* WHAT YOU ARE ASKED TO DO
Print every line exactly as it appears in the material below.

* PROVIDED ENTRIES
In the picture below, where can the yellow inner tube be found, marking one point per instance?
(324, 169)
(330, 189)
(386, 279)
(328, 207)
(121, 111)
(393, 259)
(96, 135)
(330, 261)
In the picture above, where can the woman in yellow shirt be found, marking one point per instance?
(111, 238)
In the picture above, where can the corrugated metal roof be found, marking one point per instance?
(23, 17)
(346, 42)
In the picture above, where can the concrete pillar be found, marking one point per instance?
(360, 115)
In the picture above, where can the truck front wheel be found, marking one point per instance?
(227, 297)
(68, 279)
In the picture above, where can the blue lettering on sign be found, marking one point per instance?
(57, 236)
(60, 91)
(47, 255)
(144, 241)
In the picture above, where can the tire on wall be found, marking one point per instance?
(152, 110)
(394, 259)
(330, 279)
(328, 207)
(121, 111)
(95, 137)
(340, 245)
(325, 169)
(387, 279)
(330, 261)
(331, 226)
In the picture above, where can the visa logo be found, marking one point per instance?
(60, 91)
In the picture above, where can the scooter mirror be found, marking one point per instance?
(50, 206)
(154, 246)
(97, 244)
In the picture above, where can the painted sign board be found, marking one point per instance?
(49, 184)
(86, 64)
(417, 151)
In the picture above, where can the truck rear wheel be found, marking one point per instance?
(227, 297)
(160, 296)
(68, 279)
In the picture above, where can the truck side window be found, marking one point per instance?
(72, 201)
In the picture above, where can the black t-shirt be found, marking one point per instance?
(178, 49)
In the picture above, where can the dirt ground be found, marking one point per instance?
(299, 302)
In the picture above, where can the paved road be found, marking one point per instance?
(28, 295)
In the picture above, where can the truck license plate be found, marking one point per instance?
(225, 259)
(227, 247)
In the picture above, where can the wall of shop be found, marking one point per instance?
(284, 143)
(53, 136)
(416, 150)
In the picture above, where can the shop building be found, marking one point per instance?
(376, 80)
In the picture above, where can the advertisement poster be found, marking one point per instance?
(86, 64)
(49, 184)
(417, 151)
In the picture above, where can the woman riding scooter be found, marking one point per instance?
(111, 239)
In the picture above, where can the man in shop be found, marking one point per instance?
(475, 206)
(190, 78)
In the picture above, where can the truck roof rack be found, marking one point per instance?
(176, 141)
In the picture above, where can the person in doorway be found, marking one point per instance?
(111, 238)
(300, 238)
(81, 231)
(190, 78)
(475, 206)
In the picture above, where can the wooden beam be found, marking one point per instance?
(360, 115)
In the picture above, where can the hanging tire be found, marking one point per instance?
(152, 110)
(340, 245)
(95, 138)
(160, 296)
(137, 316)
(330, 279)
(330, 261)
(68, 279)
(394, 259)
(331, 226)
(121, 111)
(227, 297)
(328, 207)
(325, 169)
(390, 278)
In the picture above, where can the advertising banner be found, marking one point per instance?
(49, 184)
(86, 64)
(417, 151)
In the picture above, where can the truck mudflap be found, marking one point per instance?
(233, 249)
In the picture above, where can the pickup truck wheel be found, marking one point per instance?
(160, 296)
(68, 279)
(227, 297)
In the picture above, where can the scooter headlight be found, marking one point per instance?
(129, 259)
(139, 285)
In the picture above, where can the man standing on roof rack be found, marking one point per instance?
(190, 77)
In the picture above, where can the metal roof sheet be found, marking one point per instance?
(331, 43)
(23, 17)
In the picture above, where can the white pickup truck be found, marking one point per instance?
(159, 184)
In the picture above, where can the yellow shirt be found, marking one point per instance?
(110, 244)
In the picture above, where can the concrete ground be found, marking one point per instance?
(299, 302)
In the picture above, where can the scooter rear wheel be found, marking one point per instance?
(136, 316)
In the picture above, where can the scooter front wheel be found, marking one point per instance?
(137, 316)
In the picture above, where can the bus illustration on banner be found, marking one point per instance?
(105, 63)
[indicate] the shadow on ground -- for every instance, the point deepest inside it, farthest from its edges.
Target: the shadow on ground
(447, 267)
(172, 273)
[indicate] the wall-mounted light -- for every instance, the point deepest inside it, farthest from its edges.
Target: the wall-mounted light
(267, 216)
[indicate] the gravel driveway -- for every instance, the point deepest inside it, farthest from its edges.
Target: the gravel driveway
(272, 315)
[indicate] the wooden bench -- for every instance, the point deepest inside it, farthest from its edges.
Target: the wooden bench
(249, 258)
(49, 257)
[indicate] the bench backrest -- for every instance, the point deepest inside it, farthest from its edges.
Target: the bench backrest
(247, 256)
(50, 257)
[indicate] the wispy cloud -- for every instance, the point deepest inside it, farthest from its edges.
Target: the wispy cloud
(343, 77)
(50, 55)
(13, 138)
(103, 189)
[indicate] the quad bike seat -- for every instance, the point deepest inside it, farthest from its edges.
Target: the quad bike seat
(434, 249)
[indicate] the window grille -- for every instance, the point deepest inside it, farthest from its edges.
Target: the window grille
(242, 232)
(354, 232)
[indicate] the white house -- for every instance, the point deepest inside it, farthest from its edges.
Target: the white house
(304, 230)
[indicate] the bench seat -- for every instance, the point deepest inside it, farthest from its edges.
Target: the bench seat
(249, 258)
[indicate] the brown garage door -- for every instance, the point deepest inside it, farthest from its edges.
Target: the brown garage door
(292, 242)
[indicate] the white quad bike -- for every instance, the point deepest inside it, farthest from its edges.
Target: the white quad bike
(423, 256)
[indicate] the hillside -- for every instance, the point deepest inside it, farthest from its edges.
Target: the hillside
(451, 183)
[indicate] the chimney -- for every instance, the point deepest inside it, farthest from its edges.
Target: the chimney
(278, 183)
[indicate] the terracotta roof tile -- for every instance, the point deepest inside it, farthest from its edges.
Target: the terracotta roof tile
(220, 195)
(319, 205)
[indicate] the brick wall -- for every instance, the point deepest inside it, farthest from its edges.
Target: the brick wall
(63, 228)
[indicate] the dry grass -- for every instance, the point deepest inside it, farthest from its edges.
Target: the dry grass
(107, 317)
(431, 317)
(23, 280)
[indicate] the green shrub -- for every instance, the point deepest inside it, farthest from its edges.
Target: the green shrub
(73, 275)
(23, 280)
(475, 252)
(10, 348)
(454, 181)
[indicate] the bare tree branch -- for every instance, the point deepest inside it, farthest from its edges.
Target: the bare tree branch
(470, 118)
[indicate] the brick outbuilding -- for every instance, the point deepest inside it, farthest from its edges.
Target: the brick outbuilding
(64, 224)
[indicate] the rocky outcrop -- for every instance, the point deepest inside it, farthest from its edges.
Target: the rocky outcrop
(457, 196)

* REPLY
In the picture below, where can the yellow inner tube be found, marking one point per instance?
(324, 169)
(330, 189)
(386, 279)
(328, 207)
(121, 111)
(393, 259)
(96, 135)
(330, 261)
In the picture above, where can the woman in yellow shirt be found, marking one point per instance?
(111, 238)
In the picture above, where can the corrugated metal roof be found, marking one point per instance?
(23, 17)
(346, 42)
In the picture above, where can the concrete pillar be found, marking one point per instance?
(360, 115)
In the picture above, where can the truck front wheel be found, marking one point per instance?
(227, 297)
(68, 279)
In the picture above, where can the blue lettering on sign be found, marking one point per instance?
(57, 236)
(60, 91)
(47, 255)
(144, 241)
In the picture above, where can the tire on wall be found, marking one point per instance?
(152, 110)
(394, 259)
(330, 279)
(328, 207)
(121, 111)
(95, 137)
(340, 245)
(325, 169)
(387, 279)
(330, 261)
(331, 226)
In the picture above, where can the visa logo be found, marking one point per instance?
(60, 91)
In the picture above, where can the scooter mirror be found, marking one point per instance?
(50, 206)
(154, 246)
(97, 244)
In the picture above, where can the painted sign board be found, marking one point per instance?
(49, 184)
(86, 64)
(417, 151)
In the picture above, where can the truck rear wheel be found, marking one point per instance?
(227, 297)
(160, 296)
(68, 279)
In the picture above, where can the truck side window be found, marking one point per instance?
(72, 201)
In the picture above, where can the black t-shirt be found, marking one point per instance?
(178, 49)
In the picture above, where can the dirt ground be found, marking one point per instance?
(299, 302)
In the picture above, where can the paved road be found, marking one point per instance?
(28, 295)
In the picture above, where can the truck license plate be found, marking one point per instance?
(225, 259)
(227, 247)
In the picture above, where can the wall of shop be found, marking one point per instance?
(284, 143)
(53, 136)
(416, 150)
In the picture above, where can the shop building be found, marking one point per instance?
(376, 80)
In the picture above, where can the advertisement poster be found, marking one point per instance?
(86, 64)
(49, 184)
(417, 151)
In the picture above, where can the woman riding scooter be found, marking one point per instance?
(111, 239)
In the picture above, where can the man in shop be found, marking one point per instance?
(475, 206)
(190, 78)
In the picture above, where can the truck roof rack be found, marking one point per instance?
(176, 141)
In the picture above, where can the person in doorway be found, marking one point per instance?
(111, 238)
(300, 238)
(81, 231)
(190, 78)
(475, 206)
In the picture above, where can the wooden beam be found, marking one point per instance?
(360, 115)
In the picture above, where can the hanging tire be found, marking one point per instance?
(152, 110)
(340, 245)
(95, 138)
(160, 296)
(137, 316)
(330, 279)
(330, 261)
(68, 279)
(394, 259)
(331, 226)
(121, 111)
(227, 297)
(328, 207)
(325, 169)
(390, 278)
In the picture above, where can the advertising banner be found, marking one point per instance?
(49, 184)
(86, 64)
(417, 151)
In the picture above, where can the truck mudflap be found, marking one point per instance?
(233, 249)
In the picture above, where can the pickup truck wheel be found, marking one point per instance?
(160, 296)
(68, 279)
(227, 297)
In the picture above, where can the scooter headlight be found, marking one point per instance?
(129, 259)
(139, 285)
In the picture above, where can the man standing on roof rack be found, marking one point per instance?
(190, 77)
In the picture above, where can the metal roof sheet be found, marking one point per instance?
(331, 43)
(23, 17)
In the picture above, where can the white pickup truck be found, marking one point per instance?
(159, 184)
In the picture above, where can the yellow shirt be found, marking one point per instance?
(110, 244)
In the picture above, where can the concrete ground be found, marking one point per instance?
(299, 302)
In the picture above, where can the scooter rear wheel be found, marking one point per instance?
(136, 316)
In the picture above, where can the scooter front wheel be found, marking one point per instance?
(137, 316)
In the picture above, where can the bus illustration on banner be found, marking one point per instance?
(105, 63)
[indicate] the shadow on ground -- for every instance, the point deepest inside it, farthest from its edges.
Target: the shadow on ground
(447, 267)
(172, 273)
[indicate] the wall-mounted light -- for every instance, the point deepest inside it, farthest from its edges.
Target: the wall-mounted light
(267, 216)
[indicate] the gravel driveway -- for every instance, the point deepest inside it, farthest from its edges.
Target: the gravel driveway
(272, 315)
[indicate] the wooden bench -- for every instance, the point deepest inside it, farthest from its edges.
Target: the wooden bench
(249, 258)
(49, 257)
[indicate] the bench backrest -- for every instance, the point deepest inside it, farthest from its edges.
Target: the bench backrest
(247, 256)
(50, 257)
[indicate] the wispy cloud -- for every instance, the point deepest inside it, farthest from its edges.
Target: the wispy cloud
(343, 77)
(50, 55)
(13, 138)
(103, 189)
[indicate] the quad bike seat -- for every instance, the point deepest inside it, farthest from its edges.
Target: the quad bike seat
(434, 249)
[indicate] the window grille -- for every instance, the point deepest inside it, farthest from its edges.
Target: the window grille
(242, 232)
(354, 232)
[indicate] the white house -- for every instance, the point deepest inside it, farthest from its edges.
Target: the white house
(304, 230)
[indicate] the bench seat -- for every instance, the point deepest inside it, farthest from its edges.
Target: the bench seat
(249, 258)
[indicate] the brown garage door -- for every instance, the point deepest inside it, farthest from its edges.
Target: the brown garage door
(292, 242)
[indicate] the white quad bike -- for every instance, the point deepest inside it, farthest from its edges.
Target: the white quad bike
(423, 256)
[indicate] the hillside -- for every instance, the point deepest inside it, farthest from its edges.
Target: the hillside
(451, 183)
[indicate] the chimney -- for every instance, the point deepest inside it, farthest from its edges.
Target: the chimney
(278, 183)
[indicate] the terracotta roof tile -- for every instance, the point deepest inside it, farthest from its edges.
Target: the terracotta roof tile
(220, 195)
(319, 205)
[indicate] the brick wall -- for every instance, the point deepest inside it, farthest from its edges.
Target: the brick wall
(63, 228)
[indicate] the dry grass -- for every instance, the point deepest inside it, farthest from its edges.
Target: the dry grass
(107, 317)
(431, 317)
(23, 280)
[indicate] the green shrub -- for every instance, the point deepest inside it, farthest from its edges.
Target: the green shrub
(73, 275)
(23, 280)
(475, 252)
(10, 348)
(454, 181)
[indicate] the bare tree branch -- for every instance, the point deepest inside it, farthest from its edges.
Target: the bare tree branch
(470, 118)
[indicate] the brick outbuilding -- for every instance, the point deepest inside it, farthest from its edges.
Target: the brick outbuilding
(64, 224)
[indicate] the rocky outcrop -- for every instance, the point deepest inside it, farthest from its edges.
Target: the rocky outcrop
(457, 196)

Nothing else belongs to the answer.